Every entry must come back exactly as it was written.

#####

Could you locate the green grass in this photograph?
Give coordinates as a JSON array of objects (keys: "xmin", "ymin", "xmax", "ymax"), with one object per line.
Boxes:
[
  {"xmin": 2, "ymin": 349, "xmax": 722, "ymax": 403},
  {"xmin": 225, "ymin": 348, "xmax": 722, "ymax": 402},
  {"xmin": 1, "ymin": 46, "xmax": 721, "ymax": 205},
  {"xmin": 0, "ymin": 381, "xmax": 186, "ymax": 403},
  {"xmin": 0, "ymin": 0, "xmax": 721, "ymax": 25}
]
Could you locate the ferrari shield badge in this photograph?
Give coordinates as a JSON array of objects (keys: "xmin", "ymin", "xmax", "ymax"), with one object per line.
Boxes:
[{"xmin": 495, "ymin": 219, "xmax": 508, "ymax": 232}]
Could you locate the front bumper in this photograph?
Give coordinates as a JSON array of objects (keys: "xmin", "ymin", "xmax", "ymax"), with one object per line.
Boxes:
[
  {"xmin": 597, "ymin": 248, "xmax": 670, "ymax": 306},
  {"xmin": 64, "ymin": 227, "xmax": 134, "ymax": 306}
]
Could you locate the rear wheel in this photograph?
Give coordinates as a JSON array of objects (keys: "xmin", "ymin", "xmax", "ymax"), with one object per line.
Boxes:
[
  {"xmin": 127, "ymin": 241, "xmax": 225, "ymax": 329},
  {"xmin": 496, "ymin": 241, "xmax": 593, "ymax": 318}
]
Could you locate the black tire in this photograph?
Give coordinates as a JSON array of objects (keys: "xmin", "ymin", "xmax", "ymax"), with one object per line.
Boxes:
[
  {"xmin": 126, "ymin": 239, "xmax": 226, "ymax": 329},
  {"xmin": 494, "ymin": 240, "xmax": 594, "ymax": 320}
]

#####

### [TASK RESPONSE]
Could you locate the green grass in this photograph?
Give coordinates as a JSON array of objects (keys: "xmin", "ymin", "xmax", "ymax"), with one object per line.
Boxes:
[
  {"xmin": 2, "ymin": 349, "xmax": 722, "ymax": 403},
  {"xmin": 225, "ymin": 348, "xmax": 722, "ymax": 402},
  {"xmin": 1, "ymin": 46, "xmax": 721, "ymax": 205},
  {"xmin": 0, "ymin": 381, "xmax": 186, "ymax": 403},
  {"xmin": 0, "ymin": 0, "xmax": 721, "ymax": 25}
]
Could you locate the ferrari shield badge in this photograph?
Give coordinates as a JSON array of objects (keys: "xmin", "ymin", "xmax", "ymax"), with one object per line.
Boxes:
[{"xmin": 495, "ymin": 219, "xmax": 508, "ymax": 232}]
Could you locate the front bumper in this photograph?
Give coordinates as a JSON array of objects (keys: "xmin", "ymin", "xmax", "ymax"), with one object per line.
Boxes:
[
  {"xmin": 597, "ymin": 248, "xmax": 670, "ymax": 306},
  {"xmin": 64, "ymin": 227, "xmax": 134, "ymax": 306}
]
Could you locate the rear wheel in this photograph?
Give coordinates as a JSON array of objects (keys: "xmin", "ymin", "xmax", "ymax"), with one object per line.
Boxes:
[
  {"xmin": 127, "ymin": 241, "xmax": 225, "ymax": 329},
  {"xmin": 496, "ymin": 241, "xmax": 593, "ymax": 318}
]
Could you locate the black tire in this photograph?
Give coordinates as a JSON array of objects (keys: "xmin", "ymin", "xmax", "ymax"), with one object per line.
Boxes:
[
  {"xmin": 126, "ymin": 239, "xmax": 226, "ymax": 329},
  {"xmin": 494, "ymin": 240, "xmax": 594, "ymax": 320}
]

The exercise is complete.